» **WRITTEN TASKS**
• 1. In the interview, what was the name of the web series produced in 2011?
• 2. Translate this sentence from the interview into Spanish: "There’s no such thing as a smooth road, but my struggles weren’t outside of me."

» **PASSAGE SHOWN**
Today we’d like to introduce you to LeeAnn Chisolm Morrissette.

LeeAnn, can you briefly walk us through your story – how you started and how you got to where you are today.
It all started with the production of a little web series back in 2011 called, Lena Street Ladies. Although, I always considered myself to be a storyteller – I started dancing professionally at the age of 9, writing poetry and stories avidly soon after, and I even went on to win a few awards in high school for my writing and video production – it wasn’t until my co-creator, Mercedes McIntosh, and I were in the throes of writing and producing what would become an award-winning web series based off of our college experience that I truly knew storytelling to be my purpose. Seven incredible years later of chiseling and redefining myself as well as my art (a.k.a. flailing through adulthood), I am so grateful to be recognized today as an award-winning filmmaker and nationally published photographer still at what feels to be so early on in my career.

Great, so let’s dig a little deeper into the story – has it been an easy path overall and if not, what were the challenges you’ve had to overcome?
There’s no such thing as a smooth road, but my struggles weren’t outside of me. I’m deeply spiritual, an aspect of me that permeates my art, so I understand that nothing can keep me from my goals or dreams except for myself. And THAT can be a challenge. Although I don’t get in my own way as much as I used to, feelings of being a fraud or simply not good enough pop up every now and then especially when I’m challenging myself to expand creatively. My advice is to have a tribe (even if it’s a tribe of one) that can hold you accountable to your vision and your truth and to honestly face your fears surrounding failure and success frequently.

(Pointing dataset records)
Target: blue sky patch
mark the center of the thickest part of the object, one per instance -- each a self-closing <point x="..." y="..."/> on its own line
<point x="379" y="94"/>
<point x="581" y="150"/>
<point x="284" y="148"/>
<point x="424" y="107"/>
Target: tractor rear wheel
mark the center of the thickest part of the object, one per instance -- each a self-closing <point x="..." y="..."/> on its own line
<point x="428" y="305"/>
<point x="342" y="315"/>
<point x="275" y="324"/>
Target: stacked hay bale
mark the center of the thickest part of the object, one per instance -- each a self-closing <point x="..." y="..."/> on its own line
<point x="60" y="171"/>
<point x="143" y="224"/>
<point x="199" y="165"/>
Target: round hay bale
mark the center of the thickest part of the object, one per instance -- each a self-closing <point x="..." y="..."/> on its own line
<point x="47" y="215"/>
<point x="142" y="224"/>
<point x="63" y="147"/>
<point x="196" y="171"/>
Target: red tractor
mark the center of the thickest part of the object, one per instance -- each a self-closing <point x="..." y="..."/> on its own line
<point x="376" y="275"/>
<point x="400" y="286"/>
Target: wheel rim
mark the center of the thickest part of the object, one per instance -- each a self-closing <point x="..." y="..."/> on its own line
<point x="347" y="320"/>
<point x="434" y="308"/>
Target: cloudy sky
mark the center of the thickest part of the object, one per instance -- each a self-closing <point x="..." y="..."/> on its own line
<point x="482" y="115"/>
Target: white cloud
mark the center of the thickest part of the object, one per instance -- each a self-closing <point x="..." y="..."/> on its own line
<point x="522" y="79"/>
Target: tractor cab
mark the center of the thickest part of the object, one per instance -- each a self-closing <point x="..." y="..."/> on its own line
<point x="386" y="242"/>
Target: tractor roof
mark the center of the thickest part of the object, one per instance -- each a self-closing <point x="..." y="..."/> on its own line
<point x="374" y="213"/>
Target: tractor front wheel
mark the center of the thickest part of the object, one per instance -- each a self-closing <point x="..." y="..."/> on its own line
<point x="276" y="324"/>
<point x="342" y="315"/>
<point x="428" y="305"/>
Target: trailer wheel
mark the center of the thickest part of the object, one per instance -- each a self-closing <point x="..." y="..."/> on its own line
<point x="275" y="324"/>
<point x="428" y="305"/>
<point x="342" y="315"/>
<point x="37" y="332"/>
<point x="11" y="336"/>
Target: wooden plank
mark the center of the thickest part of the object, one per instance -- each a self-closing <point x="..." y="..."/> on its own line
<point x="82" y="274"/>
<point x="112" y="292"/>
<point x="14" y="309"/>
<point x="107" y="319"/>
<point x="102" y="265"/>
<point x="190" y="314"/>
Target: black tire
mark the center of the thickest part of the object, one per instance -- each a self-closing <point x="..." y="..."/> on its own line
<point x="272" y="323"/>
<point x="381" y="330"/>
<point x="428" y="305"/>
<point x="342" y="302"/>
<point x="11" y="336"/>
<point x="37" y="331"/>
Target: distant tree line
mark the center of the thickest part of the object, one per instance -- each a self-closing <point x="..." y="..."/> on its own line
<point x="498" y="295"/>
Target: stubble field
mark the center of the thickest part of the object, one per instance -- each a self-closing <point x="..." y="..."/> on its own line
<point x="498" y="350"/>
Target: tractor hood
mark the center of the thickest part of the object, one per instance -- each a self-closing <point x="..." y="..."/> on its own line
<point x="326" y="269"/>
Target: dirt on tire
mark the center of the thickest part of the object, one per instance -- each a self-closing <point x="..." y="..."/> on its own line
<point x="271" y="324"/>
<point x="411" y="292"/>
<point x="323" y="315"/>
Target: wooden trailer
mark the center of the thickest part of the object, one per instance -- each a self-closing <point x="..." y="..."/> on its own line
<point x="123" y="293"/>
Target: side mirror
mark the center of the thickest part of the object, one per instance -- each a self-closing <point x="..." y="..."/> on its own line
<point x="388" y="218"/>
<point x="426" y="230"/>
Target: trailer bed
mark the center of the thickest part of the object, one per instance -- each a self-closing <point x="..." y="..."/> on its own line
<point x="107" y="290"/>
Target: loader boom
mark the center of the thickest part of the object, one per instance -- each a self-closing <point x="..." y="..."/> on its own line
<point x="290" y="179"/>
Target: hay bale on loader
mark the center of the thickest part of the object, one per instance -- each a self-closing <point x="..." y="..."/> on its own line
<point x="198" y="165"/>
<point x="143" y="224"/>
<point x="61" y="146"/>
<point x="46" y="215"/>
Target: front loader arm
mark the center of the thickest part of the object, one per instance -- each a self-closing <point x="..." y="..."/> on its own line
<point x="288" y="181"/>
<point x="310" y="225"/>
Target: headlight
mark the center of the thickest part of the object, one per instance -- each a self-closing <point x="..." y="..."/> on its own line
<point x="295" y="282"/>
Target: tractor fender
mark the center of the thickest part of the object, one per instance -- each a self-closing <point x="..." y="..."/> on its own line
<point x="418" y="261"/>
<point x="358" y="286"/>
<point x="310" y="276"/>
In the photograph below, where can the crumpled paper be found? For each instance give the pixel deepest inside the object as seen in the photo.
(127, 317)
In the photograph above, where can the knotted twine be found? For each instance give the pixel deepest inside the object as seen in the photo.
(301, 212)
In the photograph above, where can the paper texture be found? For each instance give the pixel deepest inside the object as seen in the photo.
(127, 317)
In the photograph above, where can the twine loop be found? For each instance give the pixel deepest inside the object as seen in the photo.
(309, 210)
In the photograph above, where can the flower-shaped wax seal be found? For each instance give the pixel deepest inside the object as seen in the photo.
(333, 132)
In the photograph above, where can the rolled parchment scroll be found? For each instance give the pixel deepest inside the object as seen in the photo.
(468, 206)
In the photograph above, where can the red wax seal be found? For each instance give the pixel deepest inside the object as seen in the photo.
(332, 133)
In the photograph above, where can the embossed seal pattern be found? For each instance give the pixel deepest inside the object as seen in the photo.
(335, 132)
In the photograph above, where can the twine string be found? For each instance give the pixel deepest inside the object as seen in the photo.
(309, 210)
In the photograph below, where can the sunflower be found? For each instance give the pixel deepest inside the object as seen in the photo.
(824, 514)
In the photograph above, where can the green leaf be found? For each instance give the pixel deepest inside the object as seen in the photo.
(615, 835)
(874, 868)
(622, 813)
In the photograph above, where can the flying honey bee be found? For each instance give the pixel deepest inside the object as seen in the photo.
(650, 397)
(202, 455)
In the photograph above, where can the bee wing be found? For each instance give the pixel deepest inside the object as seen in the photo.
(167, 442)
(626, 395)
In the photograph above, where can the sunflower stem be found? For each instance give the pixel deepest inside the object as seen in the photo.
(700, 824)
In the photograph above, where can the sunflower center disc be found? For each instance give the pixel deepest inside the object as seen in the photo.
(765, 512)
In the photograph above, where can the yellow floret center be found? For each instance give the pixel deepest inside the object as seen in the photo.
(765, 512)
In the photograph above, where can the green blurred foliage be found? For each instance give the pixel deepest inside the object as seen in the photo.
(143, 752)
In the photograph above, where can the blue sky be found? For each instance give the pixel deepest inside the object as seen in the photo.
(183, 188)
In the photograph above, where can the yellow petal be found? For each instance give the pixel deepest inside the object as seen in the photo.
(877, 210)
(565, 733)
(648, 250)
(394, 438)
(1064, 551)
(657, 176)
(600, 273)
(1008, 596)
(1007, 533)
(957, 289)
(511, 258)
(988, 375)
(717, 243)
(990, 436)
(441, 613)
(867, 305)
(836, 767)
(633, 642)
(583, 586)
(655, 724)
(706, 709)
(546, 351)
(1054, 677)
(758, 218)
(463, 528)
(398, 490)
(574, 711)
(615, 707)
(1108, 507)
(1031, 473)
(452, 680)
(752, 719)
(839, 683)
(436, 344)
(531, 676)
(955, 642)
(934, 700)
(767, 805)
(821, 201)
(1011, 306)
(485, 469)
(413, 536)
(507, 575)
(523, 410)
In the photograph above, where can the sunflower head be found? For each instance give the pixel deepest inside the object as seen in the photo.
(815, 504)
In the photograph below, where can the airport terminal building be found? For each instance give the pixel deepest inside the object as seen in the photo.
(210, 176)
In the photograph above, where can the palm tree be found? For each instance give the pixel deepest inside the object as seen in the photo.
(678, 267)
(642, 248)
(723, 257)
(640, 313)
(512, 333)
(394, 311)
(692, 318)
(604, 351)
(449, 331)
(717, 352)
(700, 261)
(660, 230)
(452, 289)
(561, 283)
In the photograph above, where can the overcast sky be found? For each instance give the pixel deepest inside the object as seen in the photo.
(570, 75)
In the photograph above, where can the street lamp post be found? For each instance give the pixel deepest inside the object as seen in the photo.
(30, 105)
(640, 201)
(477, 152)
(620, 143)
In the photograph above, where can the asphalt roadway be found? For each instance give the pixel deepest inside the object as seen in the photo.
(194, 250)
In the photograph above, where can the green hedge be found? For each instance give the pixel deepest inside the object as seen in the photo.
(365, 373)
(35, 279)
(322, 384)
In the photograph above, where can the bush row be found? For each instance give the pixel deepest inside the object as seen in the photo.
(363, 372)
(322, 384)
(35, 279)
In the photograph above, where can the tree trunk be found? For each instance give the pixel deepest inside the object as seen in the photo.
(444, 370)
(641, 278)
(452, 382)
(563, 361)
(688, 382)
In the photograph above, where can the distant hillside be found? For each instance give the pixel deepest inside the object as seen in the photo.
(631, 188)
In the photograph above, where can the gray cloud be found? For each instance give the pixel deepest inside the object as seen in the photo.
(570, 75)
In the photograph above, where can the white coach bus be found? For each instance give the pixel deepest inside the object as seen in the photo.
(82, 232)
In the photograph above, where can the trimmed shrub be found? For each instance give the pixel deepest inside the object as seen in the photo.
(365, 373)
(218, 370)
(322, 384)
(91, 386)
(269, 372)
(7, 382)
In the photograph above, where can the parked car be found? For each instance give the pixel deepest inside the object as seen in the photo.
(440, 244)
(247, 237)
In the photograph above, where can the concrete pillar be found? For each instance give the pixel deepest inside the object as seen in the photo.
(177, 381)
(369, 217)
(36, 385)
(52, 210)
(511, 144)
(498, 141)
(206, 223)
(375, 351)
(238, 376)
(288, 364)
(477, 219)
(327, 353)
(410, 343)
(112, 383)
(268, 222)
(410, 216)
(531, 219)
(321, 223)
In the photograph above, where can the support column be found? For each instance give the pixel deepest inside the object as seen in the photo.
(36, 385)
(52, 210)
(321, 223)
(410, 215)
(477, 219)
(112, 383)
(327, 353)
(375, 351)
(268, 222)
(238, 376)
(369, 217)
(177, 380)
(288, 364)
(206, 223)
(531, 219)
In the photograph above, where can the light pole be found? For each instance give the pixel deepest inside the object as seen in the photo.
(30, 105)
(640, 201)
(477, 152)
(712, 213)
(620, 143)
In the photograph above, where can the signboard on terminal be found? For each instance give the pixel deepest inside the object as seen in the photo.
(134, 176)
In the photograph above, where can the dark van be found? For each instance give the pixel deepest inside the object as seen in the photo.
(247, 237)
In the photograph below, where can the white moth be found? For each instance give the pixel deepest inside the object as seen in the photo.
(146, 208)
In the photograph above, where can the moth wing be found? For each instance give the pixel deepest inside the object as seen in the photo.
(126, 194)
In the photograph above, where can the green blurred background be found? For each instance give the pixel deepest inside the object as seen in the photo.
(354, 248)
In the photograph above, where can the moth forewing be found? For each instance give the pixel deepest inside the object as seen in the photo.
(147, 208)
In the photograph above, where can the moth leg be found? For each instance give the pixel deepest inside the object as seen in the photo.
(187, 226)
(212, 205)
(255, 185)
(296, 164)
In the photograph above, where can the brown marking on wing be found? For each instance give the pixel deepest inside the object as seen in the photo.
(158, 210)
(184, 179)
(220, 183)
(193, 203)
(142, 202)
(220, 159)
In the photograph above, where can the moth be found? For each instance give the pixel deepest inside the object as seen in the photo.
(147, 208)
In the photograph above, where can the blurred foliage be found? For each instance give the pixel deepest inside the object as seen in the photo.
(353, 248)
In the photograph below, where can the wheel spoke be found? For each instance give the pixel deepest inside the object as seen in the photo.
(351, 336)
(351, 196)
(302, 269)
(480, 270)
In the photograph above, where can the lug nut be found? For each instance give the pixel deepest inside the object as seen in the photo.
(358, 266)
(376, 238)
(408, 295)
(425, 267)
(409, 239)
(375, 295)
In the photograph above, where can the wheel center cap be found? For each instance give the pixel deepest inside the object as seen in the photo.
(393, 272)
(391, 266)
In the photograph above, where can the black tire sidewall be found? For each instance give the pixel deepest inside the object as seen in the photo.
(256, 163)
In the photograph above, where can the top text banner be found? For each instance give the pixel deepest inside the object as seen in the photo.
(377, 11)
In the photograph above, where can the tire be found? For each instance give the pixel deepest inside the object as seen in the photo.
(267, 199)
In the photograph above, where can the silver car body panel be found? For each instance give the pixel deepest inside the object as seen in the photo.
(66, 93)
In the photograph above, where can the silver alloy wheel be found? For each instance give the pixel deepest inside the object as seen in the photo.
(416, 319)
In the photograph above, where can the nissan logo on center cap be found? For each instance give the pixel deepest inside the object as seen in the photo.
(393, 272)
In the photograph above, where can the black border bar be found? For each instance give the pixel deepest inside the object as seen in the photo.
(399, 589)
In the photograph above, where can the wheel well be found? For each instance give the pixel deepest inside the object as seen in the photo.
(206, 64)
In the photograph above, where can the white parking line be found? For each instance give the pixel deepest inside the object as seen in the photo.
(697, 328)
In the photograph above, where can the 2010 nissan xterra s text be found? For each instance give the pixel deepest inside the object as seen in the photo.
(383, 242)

» **SOLUTION LIST**
• 1. Lena Street Ladies

• 2. No existe un camino sin obstáculos, pero mis dificultades no estaban fuera de mí.